● Written problem
Lines before the one containing "sleeve, then give the position of each instance." are excluded; reproduce that line and all lines after it in the entries below, exactly.
== == ==
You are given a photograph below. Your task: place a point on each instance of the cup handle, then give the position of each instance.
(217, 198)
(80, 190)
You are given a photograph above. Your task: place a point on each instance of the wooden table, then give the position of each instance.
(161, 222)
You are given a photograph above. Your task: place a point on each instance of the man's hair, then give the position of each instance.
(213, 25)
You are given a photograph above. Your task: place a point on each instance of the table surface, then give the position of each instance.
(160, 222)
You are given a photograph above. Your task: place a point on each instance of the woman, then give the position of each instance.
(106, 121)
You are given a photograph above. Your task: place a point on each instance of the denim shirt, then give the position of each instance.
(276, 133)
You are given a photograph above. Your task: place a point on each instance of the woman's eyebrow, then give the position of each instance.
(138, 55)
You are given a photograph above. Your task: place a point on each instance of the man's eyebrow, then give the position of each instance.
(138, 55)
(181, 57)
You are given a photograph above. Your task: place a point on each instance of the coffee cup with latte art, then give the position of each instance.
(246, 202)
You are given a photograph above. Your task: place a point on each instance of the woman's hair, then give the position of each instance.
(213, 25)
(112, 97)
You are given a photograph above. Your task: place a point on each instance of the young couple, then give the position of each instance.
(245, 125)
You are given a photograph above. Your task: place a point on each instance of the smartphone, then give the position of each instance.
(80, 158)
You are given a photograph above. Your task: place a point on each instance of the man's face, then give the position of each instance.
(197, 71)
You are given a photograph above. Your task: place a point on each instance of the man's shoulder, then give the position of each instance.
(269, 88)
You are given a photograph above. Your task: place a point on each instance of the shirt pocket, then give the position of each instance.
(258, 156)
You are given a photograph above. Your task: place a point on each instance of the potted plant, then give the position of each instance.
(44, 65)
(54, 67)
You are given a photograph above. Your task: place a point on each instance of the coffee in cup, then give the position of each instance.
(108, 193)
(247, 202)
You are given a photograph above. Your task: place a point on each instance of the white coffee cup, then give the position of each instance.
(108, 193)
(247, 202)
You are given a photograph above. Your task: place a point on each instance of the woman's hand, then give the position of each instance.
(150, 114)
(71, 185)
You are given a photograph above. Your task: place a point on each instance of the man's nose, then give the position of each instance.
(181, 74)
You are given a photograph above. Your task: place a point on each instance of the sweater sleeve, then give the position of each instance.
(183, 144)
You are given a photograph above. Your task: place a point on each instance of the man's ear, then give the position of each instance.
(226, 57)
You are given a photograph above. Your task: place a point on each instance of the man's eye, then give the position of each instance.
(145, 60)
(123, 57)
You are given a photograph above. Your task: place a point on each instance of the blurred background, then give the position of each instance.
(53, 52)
== == ==
● The answer
You are given a photograph above. Your task: place a point on each instance of the sweater sleeve, then give the position of each instance.
(183, 144)
You are given a photograph above. Your task: place a point on each instance of the man's ear, then give the position of each instance.
(226, 57)
You are given a photograph above. Your task: place a point on each instance of the man's eye, then give the position of each instance.
(145, 60)
(123, 57)
You are given a photograph above. Your task: place a point on each instance of the blurred background, then give the position of each instance.
(53, 52)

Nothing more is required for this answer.